GIVEN PASSAGE.

★ ★ ★ ★ ★ ★ ★

For anthropologists, however, Africa's most impressive statistics are the ones that measure the enormous diversity of its people. Some 1,300 languages are spoken on the continent, about a third of the world's total. Each represents a distinct ethnic group with its own beliefs and its own rituals and ceremonies--some of which have been performed for hundreds of years.

Yet within a few decades many of these traditions will vanish, or at least change beyond recognition. In many African nations, minority tribes are being culturally assimilated--if not physically wiped out--by the ruling majority; in others, rural villagers are migrating to the melting pots of the cities. Even those who stay behind are finding the lure of Western music, culture and clothing irresistible. Nobody believes the trend can be stopped, or that it is necessarily a bad thing--for example, in the case of female circumcision. But scientists do want to document Africa's existing cultures before it's too late.

That's where photographers Carol Beckwith and Angela Fisher come in. For 25 years, working separately and then together, the two women have crisscrossed the continent from Senegal to Ethiopia, from Morocco to South Africa, observing and documenting traditional native ceremonies. Although not working scientists (Fisher was trained as a sociologist before she switched to photography; Beckwith came to the field from a background in art), they have studied their subjects with the thoroughness of professional researchers, visiting all but seven of Africa's 53 nations and capturing on film most of the rituals that are still practiced on the continent. In some cases, Beckwith and Fisher are the first Westerners the tribes have ever seen.

The result is an unparalleled collection of tens of thousands of photographs, many of them strikingly beautiful, that has been distilled into four books (a fifth will be published in 1998, along with a CD-ROM and a documentary film) and several major articles in National Geographic (another will appear in the October issue). Most important to scholars, though, is the fact that Beckwith and Fisher are making the collection available to researchers--a priceless ethnographic archive that will endure no matter what happens to the tribes. Beckwith and Fisher, says art historian Christine Mullen Kreamer of the National Museum of Natural History in Washington, "are making valuable contributions to the visual anthropology of Africa."

The photographers found Africa before they found each other. Beckwith had already photographed the Maasai when she and Fisher met in 1979. Fisher, a jewelry collector and designer, had mastered photography in order to document the body adornment of African tribespeople. Recalls Beckwith: "It only took us a week to decide to collaborate." They started with a Maasai warrior-graduation ceremony in Kenya and Wodaabe courtship rituals in Niger. Then, beginning in 1985, they spent five years photographing the everyday life of tribal peoples in the Horn of Africa, particularly Ethiopia, a project that resulted in an award-winning book called African Ark (Abrams; 1990).

For the past five years, Beckwith and Fisher have been concentrating on sacred rites of passage that mark major life changes: birth, puberty, courtship, healing and death. This fieldwork will continue for one more year; the photographers are currently in the field filming the Swazi reed dance in Swaziland, Ndebele marriages in South Africa and Tuareg seasonal ceremonies in the Sahara. Says Beckwith: "These ceremonies are some of the most powerful events in these tribes. They promote healing and provide a powerful new sense of identity. Some of the rituals we've photographed no longer exist. And many of those that do have been altered by Western influences. We're trying to document as many as we can."

★ ★ ★ ★ ★ ★ ★

GIVEN DATA.

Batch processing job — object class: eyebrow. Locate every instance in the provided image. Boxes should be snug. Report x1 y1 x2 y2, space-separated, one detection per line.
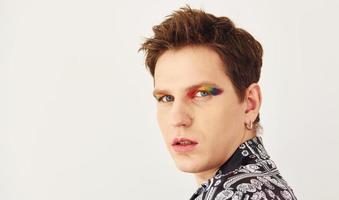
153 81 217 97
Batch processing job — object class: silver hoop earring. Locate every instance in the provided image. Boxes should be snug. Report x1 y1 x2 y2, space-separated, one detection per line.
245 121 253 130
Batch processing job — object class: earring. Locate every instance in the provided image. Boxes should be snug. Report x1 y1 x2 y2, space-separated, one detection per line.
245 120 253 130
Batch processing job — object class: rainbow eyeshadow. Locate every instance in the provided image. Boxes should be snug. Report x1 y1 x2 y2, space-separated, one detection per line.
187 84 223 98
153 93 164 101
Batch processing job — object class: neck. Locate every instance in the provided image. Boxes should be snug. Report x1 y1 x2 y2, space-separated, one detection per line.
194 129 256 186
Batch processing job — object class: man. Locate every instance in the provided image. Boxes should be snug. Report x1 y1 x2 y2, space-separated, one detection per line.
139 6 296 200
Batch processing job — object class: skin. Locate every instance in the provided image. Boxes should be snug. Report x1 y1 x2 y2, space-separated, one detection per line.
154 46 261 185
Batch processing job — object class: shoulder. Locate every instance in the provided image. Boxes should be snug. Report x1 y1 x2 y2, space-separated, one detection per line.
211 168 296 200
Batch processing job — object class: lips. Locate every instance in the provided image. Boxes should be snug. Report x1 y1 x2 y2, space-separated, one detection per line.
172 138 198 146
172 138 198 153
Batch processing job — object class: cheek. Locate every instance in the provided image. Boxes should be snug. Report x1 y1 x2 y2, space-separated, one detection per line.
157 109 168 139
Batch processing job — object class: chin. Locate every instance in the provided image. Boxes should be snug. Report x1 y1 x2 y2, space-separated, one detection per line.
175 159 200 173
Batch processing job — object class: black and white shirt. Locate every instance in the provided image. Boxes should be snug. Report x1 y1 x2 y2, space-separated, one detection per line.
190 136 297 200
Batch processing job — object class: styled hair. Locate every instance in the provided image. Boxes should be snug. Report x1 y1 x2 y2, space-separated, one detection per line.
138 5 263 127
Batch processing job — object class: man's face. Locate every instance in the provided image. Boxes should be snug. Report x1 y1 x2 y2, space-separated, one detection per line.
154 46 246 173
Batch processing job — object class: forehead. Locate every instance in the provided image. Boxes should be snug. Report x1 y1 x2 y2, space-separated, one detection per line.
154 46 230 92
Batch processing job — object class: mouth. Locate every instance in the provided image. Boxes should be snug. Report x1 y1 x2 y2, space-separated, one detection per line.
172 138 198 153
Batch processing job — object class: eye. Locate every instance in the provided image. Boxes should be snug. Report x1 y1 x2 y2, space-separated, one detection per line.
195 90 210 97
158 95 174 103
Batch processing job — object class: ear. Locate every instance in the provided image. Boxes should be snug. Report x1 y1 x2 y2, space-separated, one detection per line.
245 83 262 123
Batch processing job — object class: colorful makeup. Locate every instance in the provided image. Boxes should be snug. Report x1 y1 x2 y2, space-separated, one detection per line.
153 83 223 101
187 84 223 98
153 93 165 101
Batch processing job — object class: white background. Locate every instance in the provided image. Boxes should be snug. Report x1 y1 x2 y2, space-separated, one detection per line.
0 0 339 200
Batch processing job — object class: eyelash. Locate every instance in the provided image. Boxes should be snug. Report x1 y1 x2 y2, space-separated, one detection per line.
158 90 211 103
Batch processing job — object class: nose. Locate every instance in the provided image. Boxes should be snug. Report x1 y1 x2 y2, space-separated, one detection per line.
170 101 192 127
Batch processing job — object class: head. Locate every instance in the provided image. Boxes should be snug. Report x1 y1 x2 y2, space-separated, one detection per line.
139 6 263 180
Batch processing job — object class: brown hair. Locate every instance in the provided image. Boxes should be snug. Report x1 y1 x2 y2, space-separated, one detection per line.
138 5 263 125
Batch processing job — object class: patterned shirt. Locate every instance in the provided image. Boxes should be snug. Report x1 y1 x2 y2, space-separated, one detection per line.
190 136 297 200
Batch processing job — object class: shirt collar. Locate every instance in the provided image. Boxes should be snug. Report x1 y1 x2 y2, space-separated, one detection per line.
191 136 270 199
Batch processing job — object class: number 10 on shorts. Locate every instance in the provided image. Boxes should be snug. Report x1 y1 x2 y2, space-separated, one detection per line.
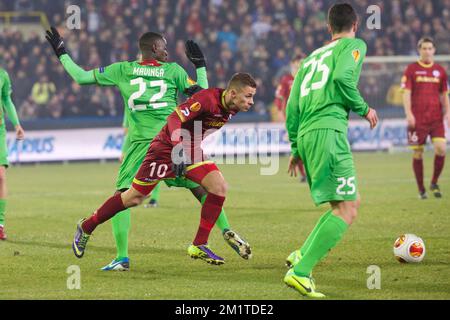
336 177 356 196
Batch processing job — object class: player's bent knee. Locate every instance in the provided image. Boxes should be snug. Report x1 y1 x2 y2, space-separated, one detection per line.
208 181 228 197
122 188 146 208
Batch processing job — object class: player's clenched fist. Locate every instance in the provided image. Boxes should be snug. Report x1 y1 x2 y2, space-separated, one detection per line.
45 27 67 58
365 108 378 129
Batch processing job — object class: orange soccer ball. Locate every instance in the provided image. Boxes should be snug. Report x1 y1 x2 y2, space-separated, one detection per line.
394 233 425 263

★ ★ ★ ★ ★ ★ ★

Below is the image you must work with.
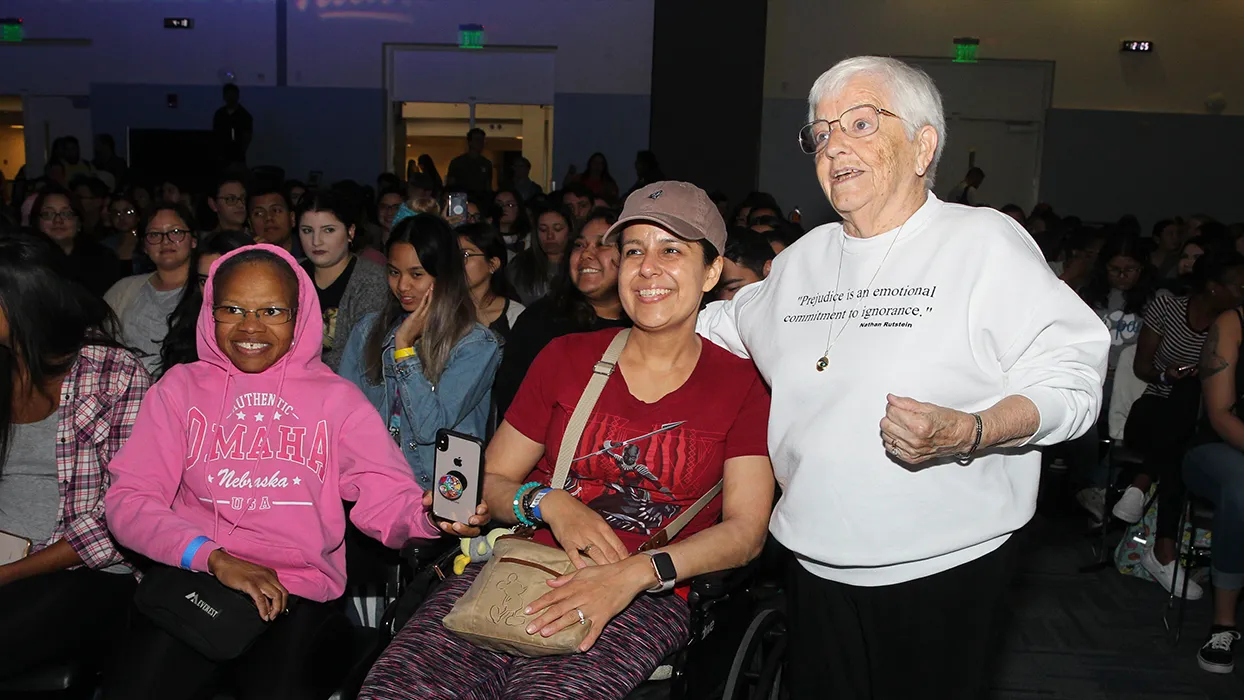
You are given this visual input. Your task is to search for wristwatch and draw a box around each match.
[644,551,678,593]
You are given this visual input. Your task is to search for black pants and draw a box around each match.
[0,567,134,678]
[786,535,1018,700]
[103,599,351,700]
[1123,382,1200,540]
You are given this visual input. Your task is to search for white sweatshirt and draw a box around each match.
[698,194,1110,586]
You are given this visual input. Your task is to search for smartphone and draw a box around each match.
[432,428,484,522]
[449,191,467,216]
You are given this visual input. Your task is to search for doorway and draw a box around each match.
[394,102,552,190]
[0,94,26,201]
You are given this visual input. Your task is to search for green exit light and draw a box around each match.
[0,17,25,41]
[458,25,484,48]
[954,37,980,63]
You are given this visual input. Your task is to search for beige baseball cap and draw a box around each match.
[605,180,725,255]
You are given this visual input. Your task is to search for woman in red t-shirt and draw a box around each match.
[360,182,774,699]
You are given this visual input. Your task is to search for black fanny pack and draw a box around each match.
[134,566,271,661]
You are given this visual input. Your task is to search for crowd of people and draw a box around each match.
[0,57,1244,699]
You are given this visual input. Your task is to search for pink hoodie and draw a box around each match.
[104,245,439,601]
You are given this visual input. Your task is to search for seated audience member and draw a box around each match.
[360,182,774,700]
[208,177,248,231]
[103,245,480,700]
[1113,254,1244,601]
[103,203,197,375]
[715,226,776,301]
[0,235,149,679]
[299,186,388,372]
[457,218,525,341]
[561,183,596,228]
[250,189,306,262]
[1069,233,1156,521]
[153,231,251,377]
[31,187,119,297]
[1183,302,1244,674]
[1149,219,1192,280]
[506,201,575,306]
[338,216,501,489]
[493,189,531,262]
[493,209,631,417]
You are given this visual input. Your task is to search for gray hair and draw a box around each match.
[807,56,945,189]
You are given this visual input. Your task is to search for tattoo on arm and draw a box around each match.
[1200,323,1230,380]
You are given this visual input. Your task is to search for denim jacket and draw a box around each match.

★ ★ ★ ★ ★ ★ ★

PROBLEMS TO WORK ON.
**a)** Reproduce the passage on African ceremonies between "For anthropologists, however, Africa's" and "hundreds of years.", inclusive.
**b)** In the records between the lines holding "Batch processing job — object class: eyebrow." and "211 168 296 200", inclusive, change "snug" to "tight" and reproduce those lines with nothing else altered. Omit the pictures.
The records have no connection to the passage on African ceremonies.

REPLIES.
**a)**
For anthropologists, however, Africa's most impressive statistics are the ones that measure the enormous diversity of its people. Some 1,300 languages are spoken on the continent, about a third of the world's total. Each represents a distinct ethnic group with its own beliefs and its own rituals and ceremonies--some of which have been performed for hundreds of years.

**b)**
Batch processing job — object class: eyebrow. Locate every instance in the provided image. Boxes should be tight. Report x1 y1 x2 y2, space-separated, one detection per line.
153 81 217 97
Batch processing job — object class: silver hoop earring. Locate every instance in the provided image. Boxes should be tight. Report x1 y1 x2 y2, space-separated, one detection per line.
245 121 253 130
Batch processing job — object class: earring. Locate every instance in the provided image. Boxes should be tight. Report x1 y1 x2 y2, space-separated, one detection per line.
245 120 253 130
Batch processing job — object class: rainbow eyeshadow. Locate every instance in the provided image. Boxes should be tight. Report x1 y1 x2 y2, space-separated, one detection per line.
187 84 223 98
153 93 164 101
Batch processing job — object class: neck. Locate every instance in the provided image. Boxes should be tight. Report x1 y1 x2 y2, space-separated, one detection per line.
194 129 256 186
Batch processing job — object class: man. Locate every instance in the provided image. Boxes should be tight. Report x1 y1 x2 y2, space-separated, one detection per line.
139 6 296 200
Batch processing job — object class: skin. Locate every instance in the provided image. Boxes should be tight. Report x1 y1 x2 y2, space-separated, one detection per line.
154 46 261 185
Batch processing job — object class: shoulder. Locate every instance in the provided image. Boxes should be tight. Report x1 y1 x2 y2, space-separated, one detection per line.
211 168 296 200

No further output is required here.